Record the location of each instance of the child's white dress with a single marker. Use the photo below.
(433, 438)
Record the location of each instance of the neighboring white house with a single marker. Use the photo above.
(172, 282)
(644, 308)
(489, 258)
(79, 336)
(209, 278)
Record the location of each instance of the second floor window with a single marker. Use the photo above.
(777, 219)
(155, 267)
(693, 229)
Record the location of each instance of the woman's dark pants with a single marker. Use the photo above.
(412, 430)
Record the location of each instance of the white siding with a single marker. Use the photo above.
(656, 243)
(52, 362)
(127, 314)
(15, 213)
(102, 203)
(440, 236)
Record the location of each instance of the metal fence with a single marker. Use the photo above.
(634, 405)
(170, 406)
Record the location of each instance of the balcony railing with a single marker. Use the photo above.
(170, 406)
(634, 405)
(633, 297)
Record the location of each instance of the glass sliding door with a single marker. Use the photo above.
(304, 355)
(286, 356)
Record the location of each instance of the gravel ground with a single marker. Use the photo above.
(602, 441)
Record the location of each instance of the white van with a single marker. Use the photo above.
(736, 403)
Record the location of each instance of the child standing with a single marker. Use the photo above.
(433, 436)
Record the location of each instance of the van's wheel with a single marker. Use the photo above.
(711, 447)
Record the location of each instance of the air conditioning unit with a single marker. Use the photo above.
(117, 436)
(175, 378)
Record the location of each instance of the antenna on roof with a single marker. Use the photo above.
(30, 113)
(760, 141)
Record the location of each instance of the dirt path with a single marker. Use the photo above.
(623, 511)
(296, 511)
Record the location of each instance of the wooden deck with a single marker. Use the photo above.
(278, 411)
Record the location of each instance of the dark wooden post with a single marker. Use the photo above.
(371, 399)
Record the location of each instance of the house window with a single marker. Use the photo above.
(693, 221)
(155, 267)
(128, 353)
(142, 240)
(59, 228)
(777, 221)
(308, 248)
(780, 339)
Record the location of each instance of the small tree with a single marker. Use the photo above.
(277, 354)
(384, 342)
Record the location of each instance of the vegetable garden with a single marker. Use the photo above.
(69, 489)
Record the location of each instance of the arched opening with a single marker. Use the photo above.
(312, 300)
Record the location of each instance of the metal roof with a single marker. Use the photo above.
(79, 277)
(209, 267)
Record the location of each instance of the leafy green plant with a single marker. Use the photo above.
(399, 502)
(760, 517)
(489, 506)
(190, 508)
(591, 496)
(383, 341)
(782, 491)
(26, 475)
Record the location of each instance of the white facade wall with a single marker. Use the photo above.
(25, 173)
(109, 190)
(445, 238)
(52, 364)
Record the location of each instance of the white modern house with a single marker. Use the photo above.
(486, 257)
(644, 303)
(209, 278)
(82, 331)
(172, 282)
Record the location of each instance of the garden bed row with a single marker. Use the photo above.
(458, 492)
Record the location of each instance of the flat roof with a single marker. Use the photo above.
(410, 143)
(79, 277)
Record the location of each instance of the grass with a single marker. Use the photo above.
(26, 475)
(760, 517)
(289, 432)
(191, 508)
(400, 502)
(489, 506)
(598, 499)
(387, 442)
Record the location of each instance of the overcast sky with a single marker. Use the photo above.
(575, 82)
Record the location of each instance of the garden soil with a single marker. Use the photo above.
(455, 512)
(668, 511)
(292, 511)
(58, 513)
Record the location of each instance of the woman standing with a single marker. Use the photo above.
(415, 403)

+++

=== What is being asked ===
All entries shown above should be printed again exactly.

=== Solution to this exercise ===
Record the location of each instance of the child's white dress with a single marker. Use the photo below.
(433, 438)
Record the location of each instance of the neighboring white house with a single marker. Use the photo above.
(172, 282)
(644, 308)
(489, 258)
(79, 336)
(209, 278)
Record the location of each instance of the second floor window with a single marker. Use the photo above.
(777, 219)
(155, 267)
(693, 229)
Record the location of each instance of the woman's dark pants with a single marker. Use the photo above.
(412, 430)
Record the location of each instance of the white siding with a single marker. Use the photo above.
(656, 243)
(52, 362)
(127, 314)
(15, 213)
(102, 203)
(440, 236)
Record the location of each instance of the metal fence with a single marker. Use the photo above.
(634, 405)
(170, 406)
Record the location of each instance of the balcony railing with a single marker. Use the photo above.
(170, 406)
(634, 405)
(633, 297)
Record the location of each instance of the glass sliding door with a single marker. Use the photo above.
(304, 355)
(286, 356)
Record the location of each instance of the gravel ground with a single marker. Use the photo above.
(602, 441)
Record the location of each instance of the white van with a single marker. Use the photo above.
(736, 403)
Record the location of each instance of the child standing with a single marker. Use the photo above.
(433, 436)
Record the location of each instance of the van's wheel with a single marker. Use the photo above.
(711, 447)
Record the location of each instance of the air conditioning unit with a single marker. Use the photo above.
(117, 436)
(175, 378)
Record the location of each instance of the antenna on roof with a single marker. Use the photo above.
(30, 113)
(760, 141)
Record the location of each instance of the dirt path with a single marker. Use the photo above.
(623, 511)
(296, 511)
Record the location of each instance of the wooden deck with a single marker. Use the photo above.
(278, 411)
Record the location of each instance of the dark wooden post with a single marker. Use the photo above.
(371, 399)
Record the location of each instance of the house window with a single marker. Use the photo above.
(693, 221)
(155, 267)
(128, 353)
(142, 240)
(59, 228)
(777, 221)
(308, 248)
(780, 339)
Record the location of each instance of the small tree with a single marker. Use the photo above.
(277, 354)
(384, 342)
Record the location of each instance of the vegetable garden with a single marker. Use the photo above.
(69, 489)
Record the location of each instance of the arched opening with a single marker. Use the photo above.
(312, 300)
Record the location of each instance of the metal roof with a single marker. Use the photo above.
(79, 277)
(209, 267)
Record the location of each instance of the leafy green plant with a single marker. Use the photo above.
(399, 502)
(760, 517)
(489, 506)
(190, 508)
(591, 496)
(383, 341)
(782, 491)
(26, 475)
Record the location of each instance of the white facade wall with a single marker. Use the photo above.
(25, 173)
(109, 190)
(445, 238)
(52, 364)
Record the location of each instance of the white modern house with a single marker. Use the photo above.
(486, 257)
(644, 303)
(209, 278)
(82, 331)
(172, 282)
Record the location of each instance of the garden bed row with a single marker. Use the photo above.
(458, 492)
Record the location of each instance of the flat roof with a single marker. Use the photo above.
(410, 143)
(79, 277)
Record the location of each instance of the grass with a single marker. Use the photo above.
(26, 475)
(760, 517)
(289, 432)
(191, 508)
(400, 502)
(489, 506)
(598, 499)
(387, 442)
Record the location of each instance of the overcast sky with a single marker. Use the photo above.
(575, 82)
Record the location of each instance of the garden soil with a single marker. Use the photo above.
(455, 512)
(668, 511)
(292, 511)
(58, 513)
Record the location of each instance of the woman standing with a single marker. Use the photo above.
(415, 403)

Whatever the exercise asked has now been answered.